### EXERCISE DETAILS:
Print everything in the banking article below from "Australian banks are" down to "will lose everything.", copied word for word.

___ EXTRACT PROVIDED ___

Royal commission urged for banking industry

Royal commission urged for banking industry
Jonathan ChancellorFebruary 6, 2021

Australian banks are believed to have followed the same path of the global banking giants leading to the Global Financial Crisis (GFC) of 2008. In order to avoid borrowers from losing their homes, the Banking and Finance Consumer's Support Association (BFCSA) urges a Royal Commission to be put in place.

"Our members have uncovered fraud, forgery and other criminal behaviour by bankers here in Australia.  

"BFCSA have found and reported the manipulation of valuations (in every case), Loan to Valuation ratios hyped up to 140% creating toxic lending activity by 17 members of an easily identifiable banking cartel. 

"Bankers deliberately approved large quantities of unverified, unaffordable mortgage loans to low income families and pensioners. Bankers ignored any known risks and failed to observe the fact that despite owning a home and debt free, the intended victim will lose everything. 

"Our nation’s elite of the banking sector suggest to regulators and parliament: 'most loans settle within 5 years'. These are 'intended 30 year interest-only loans. Customers believe they have 30 years where this system of buffer loans will work according to banker advice and strategies. The loans do not amicably 'settle'."

"People coming to BFCSA for help is proof enough of what is really taking place. Widespread bank bullying is an issue for another Inquiry." Denise Brailey, a criminologist specialising in white collar crime, wrote in the submission to the House of Representatives Standing Committee on Economics Inquiry into Home Ownership, on behalf of BFCSA.

"The Banking and Finance Consumer Support Association is in fact the only known consumer group operating collectively and gathering data relating to mortgage lending and home ownership from a ‘grass roots’ perspective. Our members have evidence in their files (and ours) that show alarming patterns of bad bank lending practices. 

"BFCSA notes that 100% of all cases we have examined are infected with fraud. All loans uncovered are approved, despite the banks being cognisant of the true income as to centrelink payments etc. These loans were unaffordable from inception.

___ LISTED RECORDS ___

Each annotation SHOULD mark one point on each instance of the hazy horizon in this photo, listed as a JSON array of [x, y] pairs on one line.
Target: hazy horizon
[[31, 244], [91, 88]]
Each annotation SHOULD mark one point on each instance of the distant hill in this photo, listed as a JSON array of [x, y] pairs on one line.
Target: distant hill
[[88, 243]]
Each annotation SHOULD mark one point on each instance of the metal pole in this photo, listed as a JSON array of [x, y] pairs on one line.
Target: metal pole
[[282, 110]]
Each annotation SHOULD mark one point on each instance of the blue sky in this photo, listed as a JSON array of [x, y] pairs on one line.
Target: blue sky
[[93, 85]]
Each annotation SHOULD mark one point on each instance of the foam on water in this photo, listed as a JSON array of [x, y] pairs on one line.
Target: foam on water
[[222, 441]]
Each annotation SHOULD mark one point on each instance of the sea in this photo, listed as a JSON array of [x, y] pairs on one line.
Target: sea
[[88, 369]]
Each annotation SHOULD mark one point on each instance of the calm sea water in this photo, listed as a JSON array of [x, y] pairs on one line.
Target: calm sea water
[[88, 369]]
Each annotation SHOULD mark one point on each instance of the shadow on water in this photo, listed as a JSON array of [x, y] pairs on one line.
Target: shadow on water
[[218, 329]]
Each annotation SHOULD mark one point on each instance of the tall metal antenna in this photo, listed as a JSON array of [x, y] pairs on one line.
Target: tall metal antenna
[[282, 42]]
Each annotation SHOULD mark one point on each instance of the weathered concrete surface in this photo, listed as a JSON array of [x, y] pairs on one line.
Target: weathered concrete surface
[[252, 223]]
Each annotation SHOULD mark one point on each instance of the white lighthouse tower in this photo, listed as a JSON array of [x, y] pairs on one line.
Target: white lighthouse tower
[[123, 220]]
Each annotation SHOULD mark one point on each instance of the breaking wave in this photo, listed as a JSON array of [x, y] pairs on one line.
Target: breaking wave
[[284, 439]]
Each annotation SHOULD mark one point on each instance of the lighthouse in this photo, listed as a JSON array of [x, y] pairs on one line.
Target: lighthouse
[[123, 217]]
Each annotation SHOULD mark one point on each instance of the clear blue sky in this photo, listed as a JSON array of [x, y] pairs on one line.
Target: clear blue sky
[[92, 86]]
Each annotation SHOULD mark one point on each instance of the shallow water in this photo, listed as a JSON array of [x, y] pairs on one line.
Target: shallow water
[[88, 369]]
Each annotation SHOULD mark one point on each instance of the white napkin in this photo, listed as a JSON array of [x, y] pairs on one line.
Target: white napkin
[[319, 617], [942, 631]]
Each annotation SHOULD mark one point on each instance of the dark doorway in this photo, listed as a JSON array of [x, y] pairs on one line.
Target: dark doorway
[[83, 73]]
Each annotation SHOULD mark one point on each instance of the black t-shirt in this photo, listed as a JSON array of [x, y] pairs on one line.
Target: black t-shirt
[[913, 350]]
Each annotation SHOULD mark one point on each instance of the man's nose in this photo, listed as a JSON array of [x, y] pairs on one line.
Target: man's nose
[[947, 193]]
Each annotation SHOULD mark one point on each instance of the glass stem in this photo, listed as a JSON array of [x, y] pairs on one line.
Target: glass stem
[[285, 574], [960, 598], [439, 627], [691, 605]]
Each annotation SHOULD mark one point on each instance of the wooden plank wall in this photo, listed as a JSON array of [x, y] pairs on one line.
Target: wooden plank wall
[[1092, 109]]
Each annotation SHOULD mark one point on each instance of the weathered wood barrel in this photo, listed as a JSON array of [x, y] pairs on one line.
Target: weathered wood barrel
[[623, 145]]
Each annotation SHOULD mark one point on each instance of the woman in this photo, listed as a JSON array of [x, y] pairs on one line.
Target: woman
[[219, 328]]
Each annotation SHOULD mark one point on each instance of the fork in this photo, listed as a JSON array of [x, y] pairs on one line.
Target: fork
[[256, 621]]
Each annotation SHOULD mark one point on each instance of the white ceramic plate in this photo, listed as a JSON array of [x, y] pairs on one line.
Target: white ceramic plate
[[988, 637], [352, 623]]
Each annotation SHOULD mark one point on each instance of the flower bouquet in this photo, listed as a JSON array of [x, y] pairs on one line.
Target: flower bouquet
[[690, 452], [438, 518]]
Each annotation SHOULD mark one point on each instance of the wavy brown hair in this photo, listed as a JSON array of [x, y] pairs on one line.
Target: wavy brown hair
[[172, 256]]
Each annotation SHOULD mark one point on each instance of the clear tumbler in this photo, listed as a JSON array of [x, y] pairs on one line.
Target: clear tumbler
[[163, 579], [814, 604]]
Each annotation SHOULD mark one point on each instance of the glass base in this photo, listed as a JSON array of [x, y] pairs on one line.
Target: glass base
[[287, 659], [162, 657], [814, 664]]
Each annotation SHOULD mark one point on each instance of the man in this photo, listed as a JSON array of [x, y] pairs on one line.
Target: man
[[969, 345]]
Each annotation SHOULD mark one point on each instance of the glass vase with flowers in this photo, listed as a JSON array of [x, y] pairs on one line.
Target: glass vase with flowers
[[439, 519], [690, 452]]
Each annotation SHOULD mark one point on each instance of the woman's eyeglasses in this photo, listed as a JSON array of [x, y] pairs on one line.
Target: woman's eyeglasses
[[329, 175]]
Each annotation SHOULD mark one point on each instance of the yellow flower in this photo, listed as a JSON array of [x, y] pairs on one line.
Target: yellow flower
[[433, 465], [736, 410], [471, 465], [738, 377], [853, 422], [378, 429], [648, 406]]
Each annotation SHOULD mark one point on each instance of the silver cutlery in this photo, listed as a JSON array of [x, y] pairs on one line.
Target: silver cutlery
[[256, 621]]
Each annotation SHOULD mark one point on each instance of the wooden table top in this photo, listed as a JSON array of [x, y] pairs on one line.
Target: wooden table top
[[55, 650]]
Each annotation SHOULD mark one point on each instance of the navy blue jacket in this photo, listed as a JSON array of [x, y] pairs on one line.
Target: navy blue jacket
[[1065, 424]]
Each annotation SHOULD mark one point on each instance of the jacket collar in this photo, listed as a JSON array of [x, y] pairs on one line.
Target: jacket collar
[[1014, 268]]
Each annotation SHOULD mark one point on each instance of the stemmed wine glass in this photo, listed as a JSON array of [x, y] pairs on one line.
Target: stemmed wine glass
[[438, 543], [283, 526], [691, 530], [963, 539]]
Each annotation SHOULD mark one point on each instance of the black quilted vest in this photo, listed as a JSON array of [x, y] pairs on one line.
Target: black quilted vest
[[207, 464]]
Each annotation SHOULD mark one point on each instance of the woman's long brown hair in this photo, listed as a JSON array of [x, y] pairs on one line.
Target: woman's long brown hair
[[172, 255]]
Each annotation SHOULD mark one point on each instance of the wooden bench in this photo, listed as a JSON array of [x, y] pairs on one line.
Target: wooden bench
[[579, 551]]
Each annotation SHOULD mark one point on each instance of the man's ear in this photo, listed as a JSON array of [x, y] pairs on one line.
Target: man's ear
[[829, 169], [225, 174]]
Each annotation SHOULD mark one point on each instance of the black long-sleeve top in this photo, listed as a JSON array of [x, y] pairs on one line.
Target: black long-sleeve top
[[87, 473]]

___
___ LISTED RECORDS ___

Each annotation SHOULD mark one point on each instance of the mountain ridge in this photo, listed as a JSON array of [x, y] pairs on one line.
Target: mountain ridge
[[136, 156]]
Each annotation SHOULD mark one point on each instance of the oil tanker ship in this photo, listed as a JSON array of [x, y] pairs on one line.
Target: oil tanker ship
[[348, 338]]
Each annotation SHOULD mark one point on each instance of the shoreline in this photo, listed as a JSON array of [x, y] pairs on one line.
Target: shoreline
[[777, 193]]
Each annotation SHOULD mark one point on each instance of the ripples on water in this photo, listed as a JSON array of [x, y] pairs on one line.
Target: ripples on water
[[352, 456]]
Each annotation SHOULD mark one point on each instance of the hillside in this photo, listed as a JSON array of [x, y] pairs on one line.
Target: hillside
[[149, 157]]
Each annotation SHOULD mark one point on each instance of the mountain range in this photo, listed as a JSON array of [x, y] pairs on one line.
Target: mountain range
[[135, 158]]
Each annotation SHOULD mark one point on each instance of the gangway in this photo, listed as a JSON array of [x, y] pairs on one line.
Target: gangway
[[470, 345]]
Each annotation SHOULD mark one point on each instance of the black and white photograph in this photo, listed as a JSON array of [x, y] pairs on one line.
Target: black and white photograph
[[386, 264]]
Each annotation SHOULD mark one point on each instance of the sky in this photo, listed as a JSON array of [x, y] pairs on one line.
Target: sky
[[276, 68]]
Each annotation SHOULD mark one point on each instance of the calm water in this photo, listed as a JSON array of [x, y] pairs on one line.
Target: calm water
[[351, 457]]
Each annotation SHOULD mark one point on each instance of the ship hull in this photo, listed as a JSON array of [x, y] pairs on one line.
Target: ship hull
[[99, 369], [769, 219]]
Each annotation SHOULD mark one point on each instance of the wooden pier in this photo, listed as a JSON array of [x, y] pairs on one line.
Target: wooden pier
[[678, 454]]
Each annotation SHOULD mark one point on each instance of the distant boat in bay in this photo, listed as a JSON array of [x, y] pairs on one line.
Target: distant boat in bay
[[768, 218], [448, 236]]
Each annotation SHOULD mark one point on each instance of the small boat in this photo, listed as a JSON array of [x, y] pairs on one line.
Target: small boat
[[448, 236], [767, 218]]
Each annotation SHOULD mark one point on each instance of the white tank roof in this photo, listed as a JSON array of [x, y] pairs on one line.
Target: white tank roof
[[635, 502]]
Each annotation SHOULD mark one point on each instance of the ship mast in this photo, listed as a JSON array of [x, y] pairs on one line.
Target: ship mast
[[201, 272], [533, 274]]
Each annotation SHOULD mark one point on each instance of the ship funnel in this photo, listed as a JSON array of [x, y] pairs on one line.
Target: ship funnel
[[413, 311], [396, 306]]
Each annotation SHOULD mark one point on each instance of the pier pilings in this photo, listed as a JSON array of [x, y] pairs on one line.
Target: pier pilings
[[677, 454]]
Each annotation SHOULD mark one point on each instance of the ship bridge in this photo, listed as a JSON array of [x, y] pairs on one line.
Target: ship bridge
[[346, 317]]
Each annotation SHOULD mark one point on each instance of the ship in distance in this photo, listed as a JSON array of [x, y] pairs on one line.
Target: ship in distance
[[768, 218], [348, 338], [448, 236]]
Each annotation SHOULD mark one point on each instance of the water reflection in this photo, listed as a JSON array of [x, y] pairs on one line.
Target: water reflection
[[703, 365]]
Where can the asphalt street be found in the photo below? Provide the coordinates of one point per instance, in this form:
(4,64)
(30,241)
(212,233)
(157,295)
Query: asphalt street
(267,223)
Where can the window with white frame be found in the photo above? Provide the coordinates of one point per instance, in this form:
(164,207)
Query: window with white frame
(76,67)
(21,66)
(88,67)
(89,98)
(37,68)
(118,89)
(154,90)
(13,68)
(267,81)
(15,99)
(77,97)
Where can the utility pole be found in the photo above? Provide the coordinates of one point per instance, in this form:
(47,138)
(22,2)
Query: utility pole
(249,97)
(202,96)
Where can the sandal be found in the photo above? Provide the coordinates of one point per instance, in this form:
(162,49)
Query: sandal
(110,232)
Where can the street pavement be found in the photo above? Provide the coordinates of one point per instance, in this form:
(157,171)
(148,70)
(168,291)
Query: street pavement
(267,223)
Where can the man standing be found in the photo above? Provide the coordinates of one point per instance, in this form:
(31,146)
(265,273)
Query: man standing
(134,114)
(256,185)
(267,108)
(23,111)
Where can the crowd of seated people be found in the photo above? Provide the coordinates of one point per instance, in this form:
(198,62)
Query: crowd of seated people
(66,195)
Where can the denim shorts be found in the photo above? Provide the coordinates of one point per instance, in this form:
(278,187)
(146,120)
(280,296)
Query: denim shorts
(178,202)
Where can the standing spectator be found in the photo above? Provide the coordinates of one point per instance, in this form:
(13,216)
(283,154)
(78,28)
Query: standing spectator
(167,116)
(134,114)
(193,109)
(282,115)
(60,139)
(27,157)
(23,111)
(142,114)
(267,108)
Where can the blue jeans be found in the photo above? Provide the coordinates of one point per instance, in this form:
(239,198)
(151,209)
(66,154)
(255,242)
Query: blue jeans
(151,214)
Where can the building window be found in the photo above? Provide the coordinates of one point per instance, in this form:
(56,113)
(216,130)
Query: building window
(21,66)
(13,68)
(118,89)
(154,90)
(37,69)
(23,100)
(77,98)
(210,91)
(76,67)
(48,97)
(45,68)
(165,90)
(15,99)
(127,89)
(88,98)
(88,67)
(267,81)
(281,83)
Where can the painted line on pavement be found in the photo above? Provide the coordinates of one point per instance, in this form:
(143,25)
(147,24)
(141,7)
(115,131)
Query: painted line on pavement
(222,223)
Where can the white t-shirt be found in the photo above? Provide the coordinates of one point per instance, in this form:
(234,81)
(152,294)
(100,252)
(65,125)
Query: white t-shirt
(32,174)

___
___ LISTED RECORDS ___

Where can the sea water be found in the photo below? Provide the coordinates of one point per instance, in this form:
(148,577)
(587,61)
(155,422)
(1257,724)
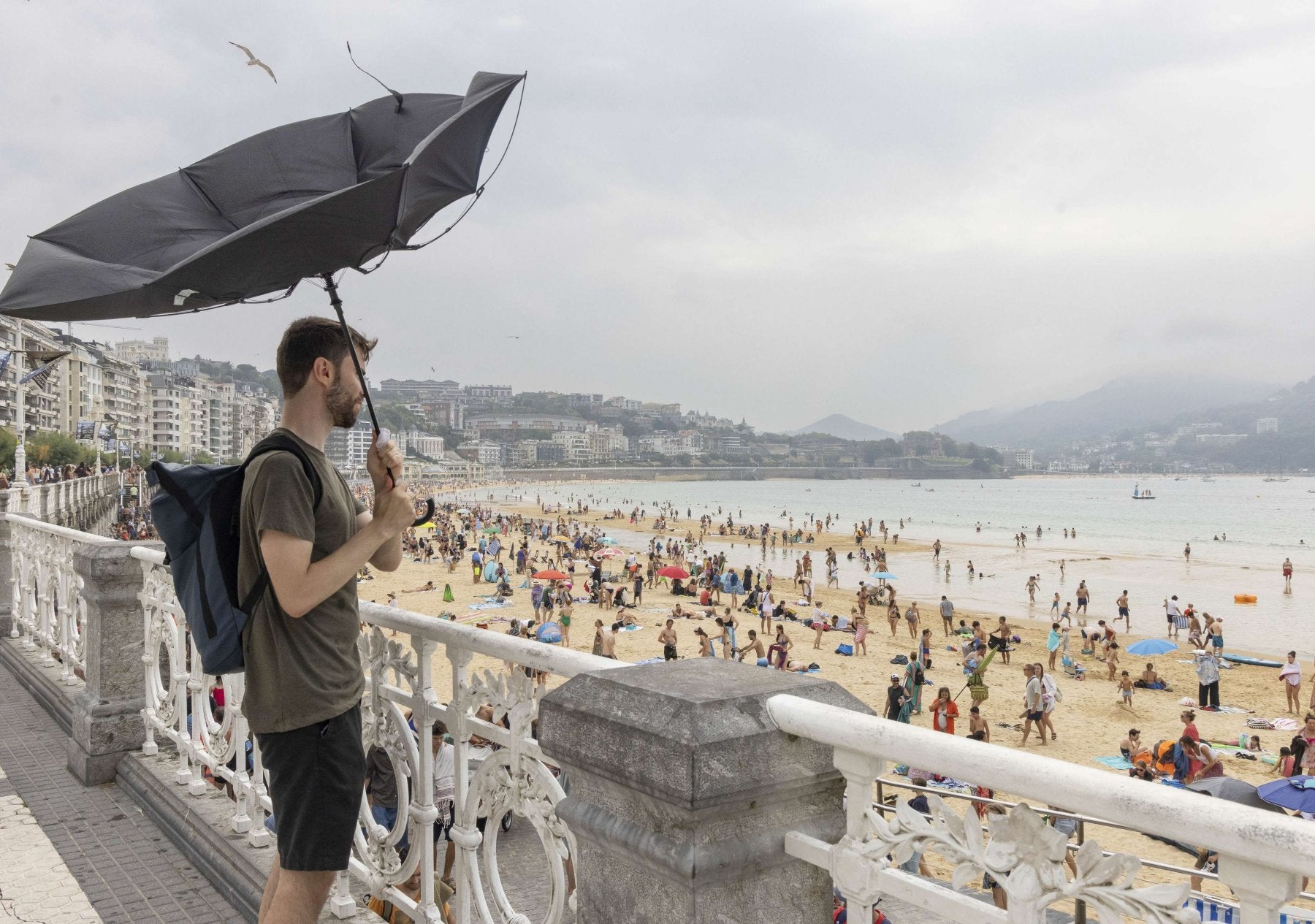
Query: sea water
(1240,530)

___

### ANSWER SPACE:
Australian banks are believed to have followed the same path of the global banking giants leading to the Global Financial Crisis (GFC) of 2008. In order to avoid borrowers from losing their homes, the Banking and Finance Consumer's Support Association (BFCSA) urges a Royal Commission to be put in place.

"Our members have uncovered fraud, forgery and other criminal behaviour by bankers here in Australia.  

"BFCSA have found and reported the manipulation of valuations (in every case), Loan to Valuation ratios hyped up to 140% creating toxic lending activity by 17 members of an easily identifiable banking cartel. 

"Bankers deliberately approved large quantities of unverified, unaffordable mortgage loans to low income families and pensioners. Bankers ignored any known risks and failed to observe the fact that despite owning a home and debt free, the intended victim will lose everything.